WHAT YOU ARE ASKED TO DO: Output, verbatim and without pictures, the lines from the first line of the listing through the line containing "Target: station building".

☆ ☆ ☆

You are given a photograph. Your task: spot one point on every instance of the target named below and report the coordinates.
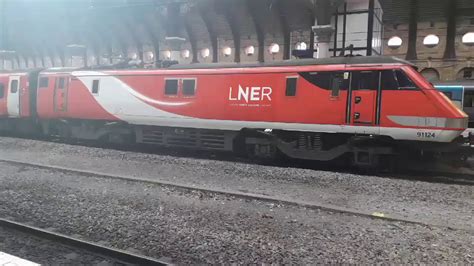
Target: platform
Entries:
(10, 260)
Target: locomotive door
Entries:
(60, 94)
(13, 98)
(364, 92)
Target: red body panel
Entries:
(4, 79)
(243, 95)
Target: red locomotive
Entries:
(318, 109)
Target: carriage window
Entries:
(95, 86)
(389, 82)
(171, 87)
(469, 99)
(448, 94)
(365, 80)
(340, 81)
(189, 87)
(14, 86)
(404, 82)
(61, 83)
(291, 86)
(44, 83)
(320, 79)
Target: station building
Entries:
(437, 36)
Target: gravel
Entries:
(197, 228)
(427, 202)
(46, 252)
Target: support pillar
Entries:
(412, 31)
(323, 34)
(450, 52)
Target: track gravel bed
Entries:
(415, 200)
(193, 228)
(46, 252)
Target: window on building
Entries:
(189, 87)
(469, 99)
(291, 84)
(44, 82)
(95, 86)
(171, 87)
(14, 86)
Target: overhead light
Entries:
(301, 46)
(227, 51)
(205, 53)
(250, 50)
(7, 52)
(395, 42)
(274, 48)
(431, 40)
(167, 54)
(185, 53)
(468, 38)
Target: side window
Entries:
(44, 82)
(291, 83)
(334, 81)
(320, 79)
(404, 82)
(171, 87)
(365, 80)
(61, 83)
(14, 86)
(189, 87)
(340, 81)
(469, 98)
(448, 94)
(95, 86)
(389, 81)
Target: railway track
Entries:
(239, 194)
(420, 171)
(120, 257)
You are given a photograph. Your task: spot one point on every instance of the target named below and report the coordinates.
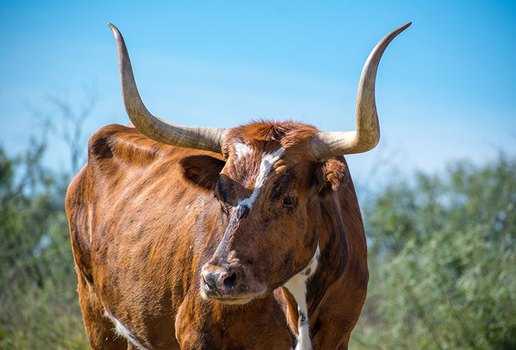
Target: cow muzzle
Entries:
(228, 284)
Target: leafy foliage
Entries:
(38, 302)
(441, 256)
(442, 261)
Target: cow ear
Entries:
(328, 176)
(202, 170)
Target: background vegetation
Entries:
(441, 255)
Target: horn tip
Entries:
(113, 28)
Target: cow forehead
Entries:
(251, 165)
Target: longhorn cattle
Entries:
(203, 238)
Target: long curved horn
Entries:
(330, 144)
(192, 137)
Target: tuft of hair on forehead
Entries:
(286, 133)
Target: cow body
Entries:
(209, 238)
(144, 222)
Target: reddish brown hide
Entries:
(144, 221)
(259, 245)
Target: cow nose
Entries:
(220, 280)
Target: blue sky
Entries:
(446, 87)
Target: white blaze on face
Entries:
(268, 160)
(297, 286)
(242, 150)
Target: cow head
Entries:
(268, 190)
(267, 185)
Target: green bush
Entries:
(442, 261)
(441, 256)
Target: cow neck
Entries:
(298, 287)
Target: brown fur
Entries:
(144, 221)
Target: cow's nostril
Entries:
(230, 280)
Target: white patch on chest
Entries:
(297, 286)
(268, 160)
(123, 331)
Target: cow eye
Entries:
(289, 201)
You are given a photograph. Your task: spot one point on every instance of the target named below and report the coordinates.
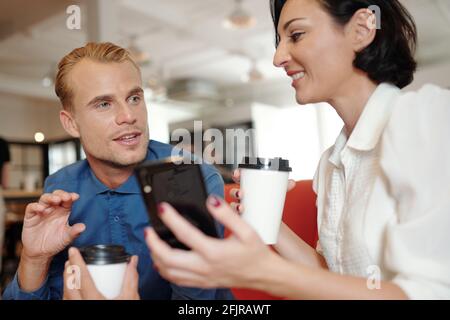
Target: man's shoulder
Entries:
(69, 174)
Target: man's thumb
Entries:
(76, 230)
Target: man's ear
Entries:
(362, 29)
(68, 123)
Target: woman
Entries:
(382, 189)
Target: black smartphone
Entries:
(180, 184)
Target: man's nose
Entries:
(125, 114)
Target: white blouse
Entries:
(383, 195)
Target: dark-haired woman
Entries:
(383, 194)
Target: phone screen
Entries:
(182, 186)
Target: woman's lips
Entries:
(296, 77)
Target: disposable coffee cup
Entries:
(107, 265)
(264, 184)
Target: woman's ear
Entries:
(69, 124)
(362, 29)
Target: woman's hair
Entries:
(390, 57)
(106, 52)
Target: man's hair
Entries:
(101, 52)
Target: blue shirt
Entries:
(115, 217)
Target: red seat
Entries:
(300, 214)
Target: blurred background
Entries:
(208, 60)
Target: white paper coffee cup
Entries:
(107, 265)
(264, 184)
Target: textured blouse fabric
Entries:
(383, 194)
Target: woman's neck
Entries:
(351, 98)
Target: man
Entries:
(4, 162)
(100, 89)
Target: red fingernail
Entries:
(214, 201)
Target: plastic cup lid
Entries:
(104, 254)
(274, 164)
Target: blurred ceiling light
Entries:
(155, 89)
(239, 18)
(39, 137)
(254, 74)
(140, 56)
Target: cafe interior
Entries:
(206, 64)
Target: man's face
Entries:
(109, 112)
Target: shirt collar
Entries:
(370, 125)
(374, 118)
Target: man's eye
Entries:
(103, 105)
(135, 99)
(296, 36)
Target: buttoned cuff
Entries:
(14, 292)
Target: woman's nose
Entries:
(281, 57)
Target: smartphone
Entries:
(182, 186)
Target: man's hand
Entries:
(45, 233)
(87, 289)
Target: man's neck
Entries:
(110, 175)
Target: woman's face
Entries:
(314, 51)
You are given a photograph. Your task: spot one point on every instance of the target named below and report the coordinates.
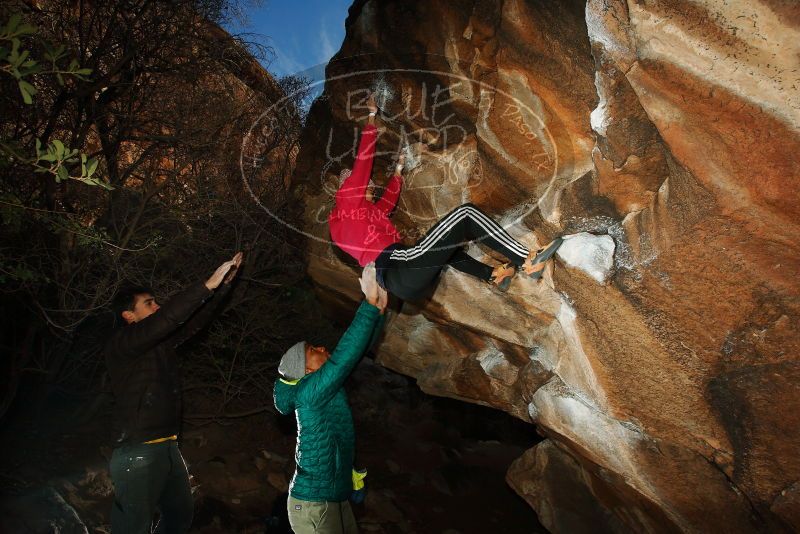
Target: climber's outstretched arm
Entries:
(355, 186)
(391, 194)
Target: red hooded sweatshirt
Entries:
(359, 227)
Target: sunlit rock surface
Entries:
(661, 354)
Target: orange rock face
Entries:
(668, 381)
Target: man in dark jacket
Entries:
(312, 386)
(147, 468)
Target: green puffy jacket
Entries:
(325, 437)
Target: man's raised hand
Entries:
(370, 288)
(225, 272)
(372, 106)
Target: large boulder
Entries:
(660, 355)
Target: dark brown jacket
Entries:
(144, 369)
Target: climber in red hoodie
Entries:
(362, 228)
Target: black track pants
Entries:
(408, 271)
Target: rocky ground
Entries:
(435, 465)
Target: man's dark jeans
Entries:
(149, 478)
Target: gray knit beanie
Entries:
(293, 362)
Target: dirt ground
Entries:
(435, 466)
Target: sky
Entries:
(303, 33)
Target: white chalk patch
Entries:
(592, 254)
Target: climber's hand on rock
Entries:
(369, 284)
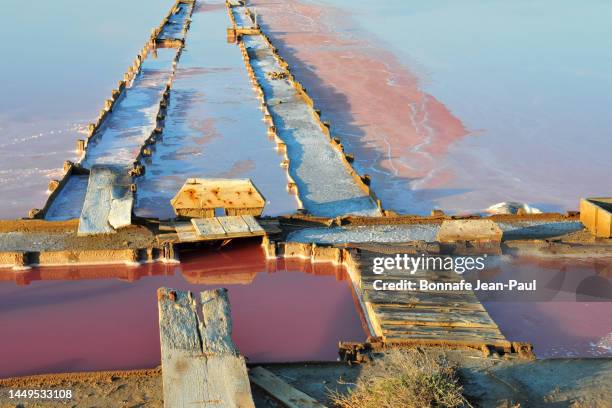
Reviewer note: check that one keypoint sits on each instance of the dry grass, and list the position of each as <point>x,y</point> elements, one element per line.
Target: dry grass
<point>409,379</point>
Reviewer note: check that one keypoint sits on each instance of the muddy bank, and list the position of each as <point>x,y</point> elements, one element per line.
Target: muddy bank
<point>486,382</point>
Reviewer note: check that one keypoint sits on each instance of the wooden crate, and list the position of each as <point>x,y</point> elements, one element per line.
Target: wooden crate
<point>596,215</point>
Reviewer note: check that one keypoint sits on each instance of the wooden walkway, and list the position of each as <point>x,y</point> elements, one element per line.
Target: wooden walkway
<point>218,228</point>
<point>416,317</point>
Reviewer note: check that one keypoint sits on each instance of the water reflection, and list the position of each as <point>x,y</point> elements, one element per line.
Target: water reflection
<point>105,317</point>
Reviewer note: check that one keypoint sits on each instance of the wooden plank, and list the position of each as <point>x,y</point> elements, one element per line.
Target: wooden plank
<point>465,308</point>
<point>253,225</point>
<point>218,193</point>
<point>450,319</point>
<point>280,390</point>
<point>442,332</point>
<point>234,226</point>
<point>186,232</point>
<point>108,201</point>
<point>200,364</point>
<point>208,228</point>
<point>452,342</point>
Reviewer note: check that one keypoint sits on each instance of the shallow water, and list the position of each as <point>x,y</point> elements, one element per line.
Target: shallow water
<point>570,313</point>
<point>214,127</point>
<point>60,63</point>
<point>464,104</point>
<point>102,318</point>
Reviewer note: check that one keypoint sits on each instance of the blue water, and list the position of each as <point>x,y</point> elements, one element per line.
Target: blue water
<point>530,80</point>
<point>60,60</point>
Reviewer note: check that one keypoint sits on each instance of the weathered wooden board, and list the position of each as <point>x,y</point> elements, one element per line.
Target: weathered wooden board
<point>200,364</point>
<point>442,332</point>
<point>108,201</point>
<point>208,228</point>
<point>280,390</point>
<point>198,194</point>
<point>440,317</point>
<point>186,232</point>
<point>469,230</point>
<point>234,226</point>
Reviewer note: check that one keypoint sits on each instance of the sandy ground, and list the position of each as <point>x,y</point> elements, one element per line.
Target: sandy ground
<point>140,388</point>
<point>488,382</point>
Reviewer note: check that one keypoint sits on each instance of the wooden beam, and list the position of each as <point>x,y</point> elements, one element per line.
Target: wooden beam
<point>280,390</point>
<point>200,364</point>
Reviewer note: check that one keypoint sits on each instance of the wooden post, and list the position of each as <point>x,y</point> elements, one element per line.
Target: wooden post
<point>200,364</point>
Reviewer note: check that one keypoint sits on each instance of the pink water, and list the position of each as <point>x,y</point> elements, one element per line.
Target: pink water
<point>570,314</point>
<point>97,318</point>
<point>70,319</point>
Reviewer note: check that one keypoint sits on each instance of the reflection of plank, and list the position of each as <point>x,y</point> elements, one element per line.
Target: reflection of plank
<point>277,388</point>
<point>208,228</point>
<point>234,226</point>
<point>200,364</point>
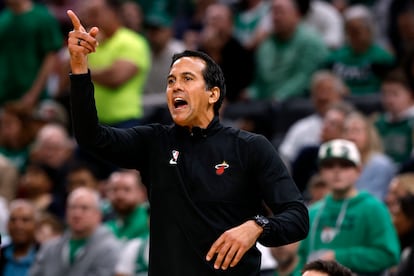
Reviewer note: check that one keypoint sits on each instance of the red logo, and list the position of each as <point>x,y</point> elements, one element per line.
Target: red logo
<point>221,167</point>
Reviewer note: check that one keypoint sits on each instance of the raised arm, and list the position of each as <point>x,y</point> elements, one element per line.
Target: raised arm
<point>80,44</point>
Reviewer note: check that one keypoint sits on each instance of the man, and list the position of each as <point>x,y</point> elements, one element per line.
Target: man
<point>217,40</point>
<point>326,90</point>
<point>17,257</point>
<point>325,268</point>
<point>127,196</point>
<point>351,227</point>
<point>30,39</point>
<point>119,67</point>
<point>206,182</point>
<point>87,248</point>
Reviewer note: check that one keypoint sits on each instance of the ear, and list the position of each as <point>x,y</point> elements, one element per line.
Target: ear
<point>214,95</point>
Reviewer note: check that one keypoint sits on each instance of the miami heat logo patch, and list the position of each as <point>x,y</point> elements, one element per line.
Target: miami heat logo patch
<point>221,167</point>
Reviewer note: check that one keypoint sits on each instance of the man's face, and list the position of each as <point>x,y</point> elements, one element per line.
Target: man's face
<point>188,100</point>
<point>340,175</point>
<point>21,225</point>
<point>285,16</point>
<point>83,214</point>
<point>395,97</point>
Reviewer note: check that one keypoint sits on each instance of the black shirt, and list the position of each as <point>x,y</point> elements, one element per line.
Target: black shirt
<point>200,184</point>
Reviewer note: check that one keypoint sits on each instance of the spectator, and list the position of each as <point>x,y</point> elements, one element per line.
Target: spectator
<point>377,168</point>
<point>404,221</point>
<point>326,90</point>
<point>128,196</point>
<point>30,38</point>
<point>287,259</point>
<point>159,32</point>
<point>351,227</point>
<point>327,21</point>
<point>317,189</point>
<point>48,227</point>
<point>17,133</point>
<point>286,60</point>
<point>54,148</point>
<point>17,257</point>
<point>401,189</point>
<point>395,124</point>
<point>120,65</point>
<point>36,185</point>
<point>305,165</point>
<point>326,268</point>
<point>86,248</point>
<point>361,62</point>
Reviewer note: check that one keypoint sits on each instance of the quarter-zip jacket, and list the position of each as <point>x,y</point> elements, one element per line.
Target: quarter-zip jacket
<point>200,183</point>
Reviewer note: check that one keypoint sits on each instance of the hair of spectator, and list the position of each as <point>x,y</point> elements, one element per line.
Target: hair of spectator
<point>213,75</point>
<point>360,12</point>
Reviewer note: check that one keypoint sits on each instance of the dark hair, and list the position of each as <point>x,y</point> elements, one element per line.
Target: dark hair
<point>213,75</point>
<point>332,268</point>
<point>302,6</point>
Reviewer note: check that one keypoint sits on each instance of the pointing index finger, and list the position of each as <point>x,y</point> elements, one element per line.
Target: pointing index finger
<point>75,21</point>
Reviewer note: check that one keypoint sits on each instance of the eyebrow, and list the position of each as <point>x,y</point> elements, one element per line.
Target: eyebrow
<point>182,74</point>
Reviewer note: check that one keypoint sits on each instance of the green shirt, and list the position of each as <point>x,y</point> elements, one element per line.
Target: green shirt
<point>365,239</point>
<point>397,137</point>
<point>133,226</point>
<point>284,68</point>
<point>361,72</point>
<point>26,39</point>
<point>124,102</point>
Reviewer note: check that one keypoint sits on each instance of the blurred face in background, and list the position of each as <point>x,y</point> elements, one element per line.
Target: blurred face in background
<point>395,98</point>
<point>324,93</point>
<point>83,214</point>
<point>356,130</point>
<point>333,124</point>
<point>21,225</point>
<point>359,34</point>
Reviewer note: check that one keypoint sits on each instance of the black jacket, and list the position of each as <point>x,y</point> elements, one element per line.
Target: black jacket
<point>200,184</point>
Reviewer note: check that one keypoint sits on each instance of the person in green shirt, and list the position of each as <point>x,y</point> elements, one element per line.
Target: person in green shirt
<point>351,227</point>
<point>128,199</point>
<point>361,62</point>
<point>30,39</point>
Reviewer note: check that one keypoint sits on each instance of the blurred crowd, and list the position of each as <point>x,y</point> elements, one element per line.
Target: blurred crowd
<point>300,72</point>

☆ ☆ ☆

ANSWER TO THIS PROBLEM:
You are given a photograph. Your task: spot one point on every instance of the target named below and report the coordinates.
Target: platform
Entries:
(10, 260)
Target: locomotive door
Entries:
(60, 94)
(13, 98)
(364, 92)
Target: red body panel
Entries:
(4, 79)
(243, 95)
Target: red locomotive
Entries:
(318, 109)
Target: carriage window
Entries:
(95, 86)
(389, 82)
(171, 87)
(469, 99)
(448, 94)
(365, 80)
(340, 81)
(189, 87)
(14, 86)
(404, 82)
(61, 83)
(291, 86)
(44, 83)
(320, 79)
Target: station building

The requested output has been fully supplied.